Con el objetivo de preparar una de las “clases” para el Taller Literario que coordino desde hace quince años, he releído Pedro Páramo en la víspera del Día de los Santos Difuntos. De una sola sentada, como corresponde a un buen cuento o a un poema. Un espléndido ejercicio. Un verdadero banquete fantasmal.
Es difícil hacer una reseña de esta corta pero profunda y contundente novela, sin caer en lugares comunes o en repeticiones de conceptos, anécdotas o hechos ya refrendados por la crítica o por otros escritores y reseñadores. Pretendo, simplemente, dejar un breve testimonio de mi quinta lectura en diversos momentos y estados de ánimo y en edades diferidas.

### Tareas
1. Repite del texto sobre la relectura de Pedro Páramo el fragmento comprendido entre "Con el objetivo" y "verdadero banquete fantasmal.", ambos incluidos.
2. Según el texto sobre la relectura de Pedro Páramo, ¿desde hace cuántos años coordina el taller literario quien escribe?
3. Prosigue el texto sobre la relectura de Pedro Páramo a partir de su última oración.

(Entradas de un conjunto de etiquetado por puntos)
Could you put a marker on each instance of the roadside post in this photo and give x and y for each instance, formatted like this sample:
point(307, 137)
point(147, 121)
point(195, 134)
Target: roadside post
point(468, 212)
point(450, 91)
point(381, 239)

### Respuestas por tarea
1.
Con el objetivo de preparar una de las “clases” para el Taller Literario que coordino desde hace quince años, he releído Pedro Páramo en la víspera del Día de los Santos Difuntos. De una sola sentada, como corresponde a un buen cuento o a un poema. Un espléndido ejercicio. Un verdadero banquete fantasmal.

2. Desde hace quince años.

3.
Ingresar a ese mundo fantasmagórico con la voz de Juan Preciado en busca de su padre es descender, no tanto a Comala como a un sitio inexistente poblado por millones de ausentes. Comala (de comalli en náhuatl: comal) está más allá, o más acá, de Yoknapatawpha; Macondo, lo reconoció su autor cuando recordó el día en que Álvaro Mutis lo llevara a conocer el hielo, proviene de ese pueblo fantasma asentado en el desierto de un México que es la Media Luna de su compleja y violenta historia. (México, en náhuatl, quiere decir “lugar en el ombligo de la Luna”. El vocablo “metzi” significa “luna”, “xictli” “ombligo” o “centro”, y “co” es el sufijo náhuatl para “lugar). Rulfo aseveró que no se lo debía al gran narrador usamericano, a quien entonces no había leído. ¿Le creemos a un mentiroso genial como el mero don Juan?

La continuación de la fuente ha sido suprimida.